What you need to do
Reading through the lines below, count those that include the string "clicks"; the answer is that number and nothing else.

(Stored data entries)

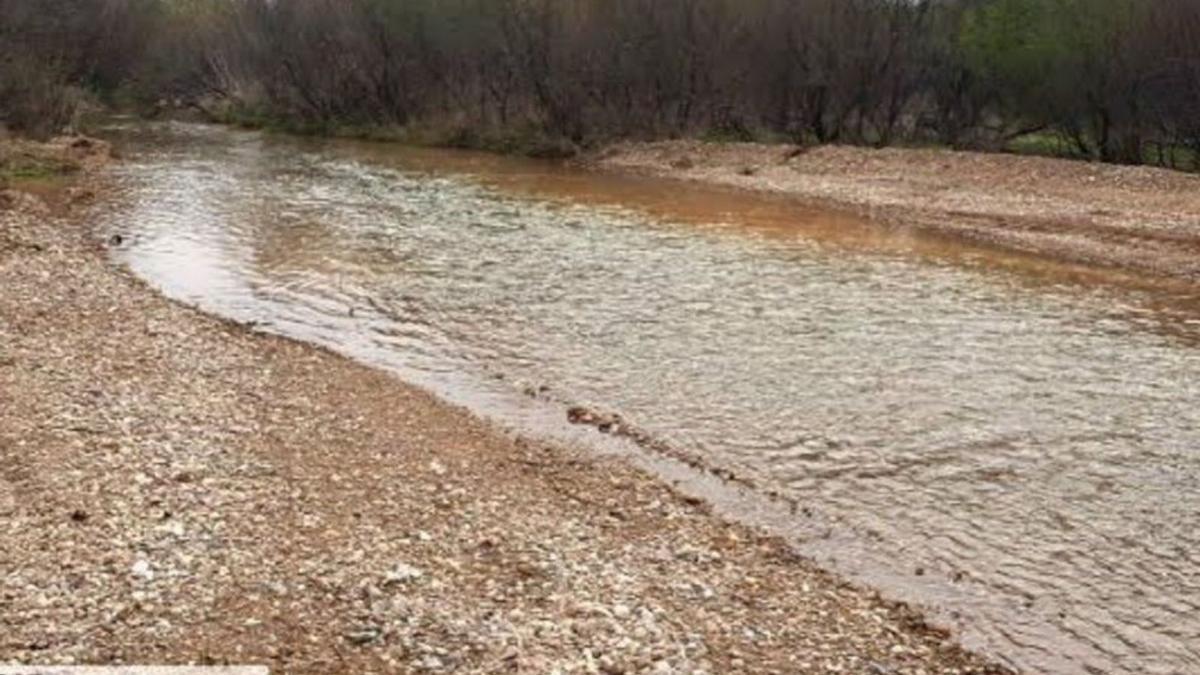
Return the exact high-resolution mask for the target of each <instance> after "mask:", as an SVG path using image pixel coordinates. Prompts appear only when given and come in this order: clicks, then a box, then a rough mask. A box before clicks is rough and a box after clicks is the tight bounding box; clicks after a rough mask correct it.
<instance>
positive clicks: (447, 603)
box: [0, 184, 1006, 673]
mask: <svg viewBox="0 0 1200 675" xmlns="http://www.w3.org/2000/svg"><path fill="white" fill-rule="evenodd" d="M102 189H103V186H98V185H86V184H83V185H79V186H77V187H71V189H70V191H71V192H70V198H68V199H65V202H66V205H64V207H62V208H61V209H52V208H47V207H44V205H41V207H40V205H38V203H40V201H38V199H37V198H36V197H29V198H25V197H19V198H17V197H14V198H13V199H11V202H12V203H10V204H8V205H7V207H6V208H0V283H2V286H4V288H5V289H6V292H5V294H4V295H2V298H0V337H2V341H0V401H2V402H4V405H0V454H2V458H0V460H2V461H0V465H2V467H4V470H2V471H0V514H2V515H4V519H2V522H4V525H5V527H4V530H2V533H0V542H2V546H0V549H2V550H5V551H6V554H5V555H4V556H0V578H4V579H5V580H6V583H5V587H4V591H5V596H4V597H5V604H6V611H5V613H0V627H2V631H0V634H4V635H5V638H4V640H2V641H0V661H2V662H19V663H34V664H59V663H68V662H74V663H94V664H95V663H179V664H182V663H264V664H269V665H270V667H271V668H272V670H275V671H289V673H366V671H389V673H390V671H430V673H437V671H456V673H473V671H475V673H481V671H488V673H493V671H533V673H544V671H551V670H553V669H556V668H558V669H562V670H563V671H581V673H586V671H602V673H638V671H659V673H700V671H707V673H732V671H740V673H770V671H778V673H794V671H800V673H805V671H814V673H820V671H828V670H832V669H834V668H842V669H846V670H848V671H872V670H871V669H874V671H881V673H1003V671H1006V670H1004V669H1003V668H1000V667H997V665H992V664H989V663H988V662H986V661H984V659H982V658H979V657H977V656H974V655H971V653H968V652H966V651H964V650H961V649H960V647H959V646H956V643H954V640H953V639H952V638H950V637H949V635H948V634H946V633H944V632H943V631H940V629H937V628H934V627H930V626H928V625H925V623H924V620H922V619H920V617H919V615H918V614H917V613H914V611H913V610H912V609H908V608H906V607H904V605H899V604H895V603H889V602H886V601H882V599H880V598H878V597H877V595H876V593H874V592H872V591H870V590H868V589H856V587H852V586H850V585H847V584H845V583H844V581H841V580H840V579H838V578H836V577H834V575H832V574H829V573H827V572H824V571H822V569H820V568H818V567H817V566H815V565H814V563H811V562H809V561H806V560H803V558H799V557H797V556H796V555H794V554H792V552H791V551H790V549H788V546H787V545H786V543H784V542H782V540H780V539H778V538H775V537H770V536H767V534H763V533H761V532H758V531H755V530H752V528H750V527H744V526H740V525H736V524H731V522H727V521H724V520H721V519H719V518H716V516H714V515H713V514H712V513H710V510H709V509H708V508H707V506H706V504H703V503H697V502H696V501H695V500H691V498H688V497H684V496H682V495H680V494H678V492H677V491H676V490H673V489H672V488H670V486H668V485H666V484H665V483H662V482H661V480H659V479H655V478H654V477H652V476H649V474H648V473H646V472H643V471H640V470H636V468H632V467H631V466H629V465H628V464H625V462H622V461H618V460H612V459H601V458H598V456H594V455H589V454H588V453H583V452H577V450H572V449H570V448H564V447H558V446H552V444H547V443H541V442H536V441H530V440H526V438H521V437H515V436H512V435H510V434H504V432H502V431H499V430H498V429H496V428H494V426H492V425H490V424H488V423H486V422H482V420H480V419H479V418H476V417H475V416H473V414H472V413H469V412H467V411H464V410H462V408H457V407H454V406H449V405H446V404H444V402H442V401H439V400H437V399H434V398H433V396H432V395H431V394H427V393H425V392H422V390H420V389H418V388H415V387H412V386H409V384H407V383H404V382H401V381H398V380H396V378H395V377H392V376H390V375H386V374H384V372H380V371H377V370H373V369H370V368H368V366H365V365H360V364H356V363H354V362H350V360H348V359H346V358H342V357H338V356H336V354H332V353H330V352H328V351H324V350H320V348H317V347H312V346H308V345H305V344H300V342H295V341H292V340H288V339H283V337H276V336H270V335H264V334H260V333H254V331H252V330H250V329H247V328H246V327H242V325H240V324H236V323H233V322H229V321H223V319H220V318H216V317H211V316H209V315H204V313H202V312H199V311H198V310H194V309H191V307H187V306H184V305H181V304H176V303H173V301H170V300H168V299H166V298H163V297H162V295H160V294H158V293H156V292H155V291H154V289H151V288H150V287H148V286H146V285H145V283H143V282H140V281H139V280H137V279H134V277H133V276H132V275H131V274H130V273H128V271H126V270H124V269H121V268H118V267H116V265H114V263H112V262H110V261H109V259H108V258H107V255H106V252H104V245H103V244H101V243H97V241H96V240H95V239H94V237H92V235H91V234H90V233H89V232H88V231H86V225H85V223H80V222H79V220H80V219H82V216H80V211H82V210H83V209H84V205H83V204H84V203H85V202H86V199H88V198H89V195H94V193H95V191H96V190H102Z"/></svg>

Result below
2